- **Written exercise 1**: According to the text on bluffing, who is said to have developed a poker face from playing poker in the service during World War II?

____ Text provided

There were times — not many but a few — in my college days when I played some poker with my friends.
I was never very good at it, especially the art of bluffing — and I say that with all due respect because I'm sure those guys who
were good at bluffing have gone on to enjoy great success in whichever career paths they followed.
Especially if their career paths were political. Politics frequently requires good bluffing — in other words, having what is known as a
"poker face." I've heard it said that Richard Nixon developed quite a poker face from playing poker in the service during World War II. Apparently, it served him well in negotiations he had as president with the Russians and Chinese.
I believe effective bluffing can be boiled down to two parts — 1) plausibly asserting that something is true, whether it is or not, and 2) successfully backing it up when challenged (i.e., when one's bluff is called).
I'm no lawyer, but, in my mind, I equate it with the legal distinction between
assault and
battery. It's been my experience that a lot of people think
assault and battery is a single crime. It isn't.
I don't remember now when I first heard this explained, whether it was during my reporting days when I covered the police beat or on some occasion when I reported for jury duty and a lawyer was questioning prospective jurors.
It might have been something I heard when I was studying communications law in college although that is probably unlikely since neither legal term would have had much to do with communications —
directly, anyway.
In case you don't know, an
assault is basically a threat, presumably of physical harm (although, in the modern world, I guess you would have to define a threat of computer hacking as an assault as well — not necessarily a physical threat but a financial one, which can, in due course, threaten life).

________
____ Data for this task

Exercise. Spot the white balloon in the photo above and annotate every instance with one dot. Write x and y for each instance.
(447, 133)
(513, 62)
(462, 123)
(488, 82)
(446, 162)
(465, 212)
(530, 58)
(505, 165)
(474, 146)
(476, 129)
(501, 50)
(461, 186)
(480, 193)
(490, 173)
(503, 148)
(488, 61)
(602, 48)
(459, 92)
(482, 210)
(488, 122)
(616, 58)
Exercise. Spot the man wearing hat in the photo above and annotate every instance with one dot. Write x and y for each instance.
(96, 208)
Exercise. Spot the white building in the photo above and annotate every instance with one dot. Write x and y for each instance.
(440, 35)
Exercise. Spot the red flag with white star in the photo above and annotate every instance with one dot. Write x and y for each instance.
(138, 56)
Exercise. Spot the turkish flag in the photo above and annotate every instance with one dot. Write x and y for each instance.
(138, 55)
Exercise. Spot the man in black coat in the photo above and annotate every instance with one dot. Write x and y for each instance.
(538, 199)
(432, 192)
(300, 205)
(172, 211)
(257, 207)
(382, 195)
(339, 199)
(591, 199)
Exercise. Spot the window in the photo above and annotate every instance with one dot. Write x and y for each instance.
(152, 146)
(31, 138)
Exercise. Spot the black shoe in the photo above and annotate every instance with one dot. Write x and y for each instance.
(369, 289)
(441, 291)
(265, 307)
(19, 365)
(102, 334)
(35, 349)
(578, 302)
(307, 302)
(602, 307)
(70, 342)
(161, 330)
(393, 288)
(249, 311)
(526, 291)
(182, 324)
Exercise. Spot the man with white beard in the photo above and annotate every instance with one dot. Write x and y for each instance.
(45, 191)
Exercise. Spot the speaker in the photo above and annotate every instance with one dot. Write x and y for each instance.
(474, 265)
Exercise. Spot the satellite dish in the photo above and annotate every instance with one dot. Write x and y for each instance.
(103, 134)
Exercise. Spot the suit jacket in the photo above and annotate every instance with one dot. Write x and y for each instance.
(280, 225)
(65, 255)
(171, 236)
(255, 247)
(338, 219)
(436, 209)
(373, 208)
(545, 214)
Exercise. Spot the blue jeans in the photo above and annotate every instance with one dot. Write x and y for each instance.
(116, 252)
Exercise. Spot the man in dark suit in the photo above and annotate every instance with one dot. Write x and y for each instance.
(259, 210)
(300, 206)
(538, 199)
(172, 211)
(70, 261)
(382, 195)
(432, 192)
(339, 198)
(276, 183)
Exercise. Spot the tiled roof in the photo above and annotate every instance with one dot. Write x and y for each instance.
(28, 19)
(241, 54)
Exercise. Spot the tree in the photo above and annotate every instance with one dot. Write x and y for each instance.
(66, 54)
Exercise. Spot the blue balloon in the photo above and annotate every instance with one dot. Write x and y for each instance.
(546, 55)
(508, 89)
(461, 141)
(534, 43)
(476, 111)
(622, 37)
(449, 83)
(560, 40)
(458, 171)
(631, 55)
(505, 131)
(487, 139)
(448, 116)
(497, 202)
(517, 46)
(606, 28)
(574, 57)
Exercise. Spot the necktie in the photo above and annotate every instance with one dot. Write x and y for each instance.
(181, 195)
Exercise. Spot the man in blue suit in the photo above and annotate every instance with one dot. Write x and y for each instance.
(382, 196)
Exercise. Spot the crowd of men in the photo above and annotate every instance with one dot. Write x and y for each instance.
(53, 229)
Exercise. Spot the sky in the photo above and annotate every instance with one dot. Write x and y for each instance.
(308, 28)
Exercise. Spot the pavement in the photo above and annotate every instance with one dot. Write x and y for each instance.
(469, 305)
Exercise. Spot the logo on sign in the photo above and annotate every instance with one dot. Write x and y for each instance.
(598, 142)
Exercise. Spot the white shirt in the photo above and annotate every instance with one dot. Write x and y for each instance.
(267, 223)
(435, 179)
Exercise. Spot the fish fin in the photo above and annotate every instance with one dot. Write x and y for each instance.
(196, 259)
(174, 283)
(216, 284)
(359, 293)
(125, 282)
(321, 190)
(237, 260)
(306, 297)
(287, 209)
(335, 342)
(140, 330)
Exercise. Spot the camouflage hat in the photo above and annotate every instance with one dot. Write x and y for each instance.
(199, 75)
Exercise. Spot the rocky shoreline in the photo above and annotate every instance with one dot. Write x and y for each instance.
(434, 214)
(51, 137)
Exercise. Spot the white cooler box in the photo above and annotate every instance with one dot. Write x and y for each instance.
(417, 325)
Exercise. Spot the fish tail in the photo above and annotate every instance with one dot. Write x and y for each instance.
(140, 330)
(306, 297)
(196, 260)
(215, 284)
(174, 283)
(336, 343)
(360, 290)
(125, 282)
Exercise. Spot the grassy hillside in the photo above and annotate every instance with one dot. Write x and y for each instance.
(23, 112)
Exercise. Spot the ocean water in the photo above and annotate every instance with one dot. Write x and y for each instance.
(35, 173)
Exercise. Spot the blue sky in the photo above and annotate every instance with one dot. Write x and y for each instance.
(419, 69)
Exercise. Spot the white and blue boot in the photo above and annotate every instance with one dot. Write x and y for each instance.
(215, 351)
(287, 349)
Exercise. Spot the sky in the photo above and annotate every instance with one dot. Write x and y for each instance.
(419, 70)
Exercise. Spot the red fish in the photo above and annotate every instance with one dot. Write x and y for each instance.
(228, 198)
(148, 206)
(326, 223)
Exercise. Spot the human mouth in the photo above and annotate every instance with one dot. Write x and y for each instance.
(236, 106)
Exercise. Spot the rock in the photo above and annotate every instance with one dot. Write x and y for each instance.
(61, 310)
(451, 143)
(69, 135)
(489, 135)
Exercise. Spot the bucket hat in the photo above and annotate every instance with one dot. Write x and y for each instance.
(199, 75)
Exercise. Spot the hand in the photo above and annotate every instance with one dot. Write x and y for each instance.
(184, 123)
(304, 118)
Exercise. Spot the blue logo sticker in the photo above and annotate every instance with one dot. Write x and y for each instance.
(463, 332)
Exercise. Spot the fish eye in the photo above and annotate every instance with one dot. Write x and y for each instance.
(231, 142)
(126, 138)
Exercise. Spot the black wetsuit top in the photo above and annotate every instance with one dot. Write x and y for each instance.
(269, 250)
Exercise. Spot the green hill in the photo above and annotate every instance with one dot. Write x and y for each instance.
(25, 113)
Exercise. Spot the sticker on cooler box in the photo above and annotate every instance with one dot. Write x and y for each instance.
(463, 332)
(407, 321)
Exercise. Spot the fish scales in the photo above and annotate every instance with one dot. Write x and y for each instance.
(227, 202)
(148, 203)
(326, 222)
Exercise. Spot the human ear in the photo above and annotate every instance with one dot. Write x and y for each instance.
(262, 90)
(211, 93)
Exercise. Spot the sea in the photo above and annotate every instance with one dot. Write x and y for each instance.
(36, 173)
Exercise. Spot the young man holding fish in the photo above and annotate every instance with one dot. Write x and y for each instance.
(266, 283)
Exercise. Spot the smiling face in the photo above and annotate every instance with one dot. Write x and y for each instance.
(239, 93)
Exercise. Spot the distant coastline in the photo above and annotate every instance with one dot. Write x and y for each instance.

________

- **Written exercise 2**: Resize the part of the records that opens with the line containing "Exercise. Spot the sticker" and runs through the end of the records, both ends included. Rewrite only those lines, requests included, multiplying every x and y coordinate in the answers by 0.2 and rounding to whole numbers, with halves rounded up.

- **Result 1**: Richard Nixon.

- **Result 2**:
Exercise. Spot the sticker on cooler box in the photo above and annotate every instance with one dot. Write x and y for each instance.
(93, 66)
(81, 64)
Exercise. Spot the fish scales in the photo above and annotate every instance with one dot. Write x and y for each instance.
(45, 40)
(30, 41)
(65, 44)
Exercise. Spot the human ear in the photo above and annotate every instance with one dot. Write x and y for each instance.
(52, 18)
(42, 19)
Exercise. Spot the sea in the photo above and annotate every instance with one dot. Write x and y for each instance.
(7, 35)
Exercise. Spot the young man holding fish in the photo above and annotate every instance with one dot. Write x and y for each instance.
(53, 57)
Exercise. Spot the smiling face in the photo above and annotate every instance with one dot. Write x and y for each instance.
(48, 19)
Exercise. Spot the distant coastline in the photo above and annotate every instance with one dot. Write x and y for each instance.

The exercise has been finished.